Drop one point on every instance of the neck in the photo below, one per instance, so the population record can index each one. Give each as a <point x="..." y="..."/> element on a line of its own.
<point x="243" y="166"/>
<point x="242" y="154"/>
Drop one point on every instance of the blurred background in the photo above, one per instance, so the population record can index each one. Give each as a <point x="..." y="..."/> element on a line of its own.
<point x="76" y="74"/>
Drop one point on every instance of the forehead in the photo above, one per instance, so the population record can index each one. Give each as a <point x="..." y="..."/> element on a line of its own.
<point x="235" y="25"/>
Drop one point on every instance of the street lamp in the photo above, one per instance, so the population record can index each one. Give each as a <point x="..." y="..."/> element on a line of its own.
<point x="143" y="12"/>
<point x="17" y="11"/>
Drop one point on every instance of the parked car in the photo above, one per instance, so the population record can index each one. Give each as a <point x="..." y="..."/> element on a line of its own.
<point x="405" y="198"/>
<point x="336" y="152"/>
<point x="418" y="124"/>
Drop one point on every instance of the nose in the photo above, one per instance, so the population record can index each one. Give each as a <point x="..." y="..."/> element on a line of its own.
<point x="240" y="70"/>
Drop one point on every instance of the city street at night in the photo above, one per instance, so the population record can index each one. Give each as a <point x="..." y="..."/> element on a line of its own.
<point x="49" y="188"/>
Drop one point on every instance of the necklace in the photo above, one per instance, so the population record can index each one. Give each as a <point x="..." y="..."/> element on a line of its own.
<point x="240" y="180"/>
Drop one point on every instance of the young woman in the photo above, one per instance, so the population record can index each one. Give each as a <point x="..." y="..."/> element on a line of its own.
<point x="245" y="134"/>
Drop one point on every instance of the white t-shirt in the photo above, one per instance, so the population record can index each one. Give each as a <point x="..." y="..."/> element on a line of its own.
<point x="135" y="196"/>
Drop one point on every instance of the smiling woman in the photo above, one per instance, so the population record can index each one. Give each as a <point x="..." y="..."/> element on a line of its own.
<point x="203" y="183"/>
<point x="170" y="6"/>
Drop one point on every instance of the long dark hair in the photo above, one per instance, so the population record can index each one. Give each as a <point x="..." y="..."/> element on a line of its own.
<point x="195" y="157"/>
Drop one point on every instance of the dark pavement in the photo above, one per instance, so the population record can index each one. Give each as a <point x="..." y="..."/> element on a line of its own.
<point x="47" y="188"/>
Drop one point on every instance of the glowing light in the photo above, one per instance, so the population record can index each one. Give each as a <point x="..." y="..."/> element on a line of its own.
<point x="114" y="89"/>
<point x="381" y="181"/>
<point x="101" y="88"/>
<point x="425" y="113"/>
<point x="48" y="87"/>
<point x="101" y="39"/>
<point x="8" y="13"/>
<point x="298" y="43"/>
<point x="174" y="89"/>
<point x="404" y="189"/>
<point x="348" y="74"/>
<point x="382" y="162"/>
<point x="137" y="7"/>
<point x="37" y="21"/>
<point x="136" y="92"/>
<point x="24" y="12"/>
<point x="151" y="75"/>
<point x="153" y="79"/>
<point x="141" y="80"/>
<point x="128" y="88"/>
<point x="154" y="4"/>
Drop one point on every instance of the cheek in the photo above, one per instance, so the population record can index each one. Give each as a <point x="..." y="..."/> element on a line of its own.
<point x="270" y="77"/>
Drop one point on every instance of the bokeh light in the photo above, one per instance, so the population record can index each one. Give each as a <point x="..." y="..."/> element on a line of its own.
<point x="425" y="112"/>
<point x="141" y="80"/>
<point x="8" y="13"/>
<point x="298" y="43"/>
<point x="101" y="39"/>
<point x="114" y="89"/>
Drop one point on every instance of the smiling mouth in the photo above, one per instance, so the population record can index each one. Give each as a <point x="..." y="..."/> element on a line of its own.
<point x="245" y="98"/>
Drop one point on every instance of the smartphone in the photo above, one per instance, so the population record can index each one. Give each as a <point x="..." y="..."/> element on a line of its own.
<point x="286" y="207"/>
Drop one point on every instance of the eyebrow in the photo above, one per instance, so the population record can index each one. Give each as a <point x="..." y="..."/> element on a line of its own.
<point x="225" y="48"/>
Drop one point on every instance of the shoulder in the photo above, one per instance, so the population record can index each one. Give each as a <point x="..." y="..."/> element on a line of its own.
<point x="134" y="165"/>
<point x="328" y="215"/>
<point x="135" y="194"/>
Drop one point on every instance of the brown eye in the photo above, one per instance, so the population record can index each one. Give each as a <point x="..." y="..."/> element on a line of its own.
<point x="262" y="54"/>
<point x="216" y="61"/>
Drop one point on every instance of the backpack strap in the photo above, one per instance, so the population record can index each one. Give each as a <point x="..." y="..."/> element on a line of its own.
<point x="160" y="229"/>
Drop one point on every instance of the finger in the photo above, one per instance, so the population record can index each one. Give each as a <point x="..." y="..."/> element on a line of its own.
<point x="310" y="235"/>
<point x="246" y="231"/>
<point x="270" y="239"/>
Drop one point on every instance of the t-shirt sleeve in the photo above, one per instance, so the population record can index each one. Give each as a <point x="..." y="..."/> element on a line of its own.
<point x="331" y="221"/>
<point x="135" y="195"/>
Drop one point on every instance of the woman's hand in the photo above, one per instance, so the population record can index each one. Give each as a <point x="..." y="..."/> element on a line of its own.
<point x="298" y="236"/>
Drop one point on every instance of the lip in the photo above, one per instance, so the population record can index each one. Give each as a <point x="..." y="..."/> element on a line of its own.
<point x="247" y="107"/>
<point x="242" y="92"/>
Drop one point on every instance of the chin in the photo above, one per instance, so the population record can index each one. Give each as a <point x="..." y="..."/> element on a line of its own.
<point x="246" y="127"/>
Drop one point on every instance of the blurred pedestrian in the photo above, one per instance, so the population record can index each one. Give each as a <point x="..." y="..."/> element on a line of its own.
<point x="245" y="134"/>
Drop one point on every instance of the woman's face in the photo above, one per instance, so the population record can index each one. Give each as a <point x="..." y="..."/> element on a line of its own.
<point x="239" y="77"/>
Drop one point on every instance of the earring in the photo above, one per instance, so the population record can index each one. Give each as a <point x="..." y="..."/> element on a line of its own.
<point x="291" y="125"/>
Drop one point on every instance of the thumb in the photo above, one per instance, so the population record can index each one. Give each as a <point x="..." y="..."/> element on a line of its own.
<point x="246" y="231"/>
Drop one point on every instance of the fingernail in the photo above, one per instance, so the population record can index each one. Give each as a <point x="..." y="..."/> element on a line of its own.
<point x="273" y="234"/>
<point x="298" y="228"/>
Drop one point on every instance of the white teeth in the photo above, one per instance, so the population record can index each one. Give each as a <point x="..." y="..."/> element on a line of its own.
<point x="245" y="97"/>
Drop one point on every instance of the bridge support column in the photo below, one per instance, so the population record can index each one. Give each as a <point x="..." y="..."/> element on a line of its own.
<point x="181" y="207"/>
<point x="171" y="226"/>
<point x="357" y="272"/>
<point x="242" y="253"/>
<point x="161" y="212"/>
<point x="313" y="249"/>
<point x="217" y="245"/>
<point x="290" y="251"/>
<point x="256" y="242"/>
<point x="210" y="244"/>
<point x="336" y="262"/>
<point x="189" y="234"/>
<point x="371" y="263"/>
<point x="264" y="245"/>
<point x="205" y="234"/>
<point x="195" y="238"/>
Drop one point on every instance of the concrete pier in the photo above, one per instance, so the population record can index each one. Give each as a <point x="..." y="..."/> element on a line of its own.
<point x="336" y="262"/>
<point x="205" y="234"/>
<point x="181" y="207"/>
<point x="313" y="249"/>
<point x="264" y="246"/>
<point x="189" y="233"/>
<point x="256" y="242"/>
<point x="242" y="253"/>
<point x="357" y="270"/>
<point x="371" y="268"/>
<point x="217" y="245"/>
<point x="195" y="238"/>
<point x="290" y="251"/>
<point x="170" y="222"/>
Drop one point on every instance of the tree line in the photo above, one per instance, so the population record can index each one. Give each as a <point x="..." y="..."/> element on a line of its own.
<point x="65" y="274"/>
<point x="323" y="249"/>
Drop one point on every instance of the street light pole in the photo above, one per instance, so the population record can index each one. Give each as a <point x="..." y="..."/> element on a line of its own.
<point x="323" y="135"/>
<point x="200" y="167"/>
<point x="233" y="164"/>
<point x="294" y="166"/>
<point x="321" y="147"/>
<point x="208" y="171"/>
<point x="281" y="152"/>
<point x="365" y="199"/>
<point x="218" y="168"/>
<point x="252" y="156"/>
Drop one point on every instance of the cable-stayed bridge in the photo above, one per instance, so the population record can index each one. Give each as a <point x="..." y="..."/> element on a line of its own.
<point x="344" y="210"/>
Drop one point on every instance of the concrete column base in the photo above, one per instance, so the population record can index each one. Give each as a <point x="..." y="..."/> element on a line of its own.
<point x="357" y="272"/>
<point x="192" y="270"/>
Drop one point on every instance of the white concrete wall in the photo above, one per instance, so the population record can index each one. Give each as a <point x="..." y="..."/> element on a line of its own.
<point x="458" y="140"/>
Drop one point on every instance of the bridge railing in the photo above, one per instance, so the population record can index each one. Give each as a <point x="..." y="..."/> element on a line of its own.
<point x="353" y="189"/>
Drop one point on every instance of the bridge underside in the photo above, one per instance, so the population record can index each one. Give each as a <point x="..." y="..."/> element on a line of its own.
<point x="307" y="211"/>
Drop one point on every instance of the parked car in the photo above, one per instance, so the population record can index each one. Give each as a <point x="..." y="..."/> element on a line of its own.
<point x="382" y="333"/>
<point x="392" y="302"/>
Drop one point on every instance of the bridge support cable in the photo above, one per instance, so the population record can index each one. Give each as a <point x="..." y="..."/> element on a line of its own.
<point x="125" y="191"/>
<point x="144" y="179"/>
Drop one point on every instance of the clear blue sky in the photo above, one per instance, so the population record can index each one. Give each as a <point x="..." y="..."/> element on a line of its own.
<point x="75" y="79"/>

* * * * *

- [What is expected]: Only the lines from the one holding "Drop one point on every instance of the bridge support cable" through the final line of the entries, both included, should be given again, word for word.

- [Solution below]:
Drop one point on every instance of the bridge support cable in the photo above, one per instance, so the population record can index each one. Give each as a <point x="..." y="..."/> element on a line of its own.
<point x="125" y="191"/>
<point x="144" y="179"/>
Drop one point on every instance of the clear blue sky in the photo above, one per instance, so the population record can index each one. Give each as a <point x="..." y="..."/> element on a line of its own.
<point x="75" y="79"/>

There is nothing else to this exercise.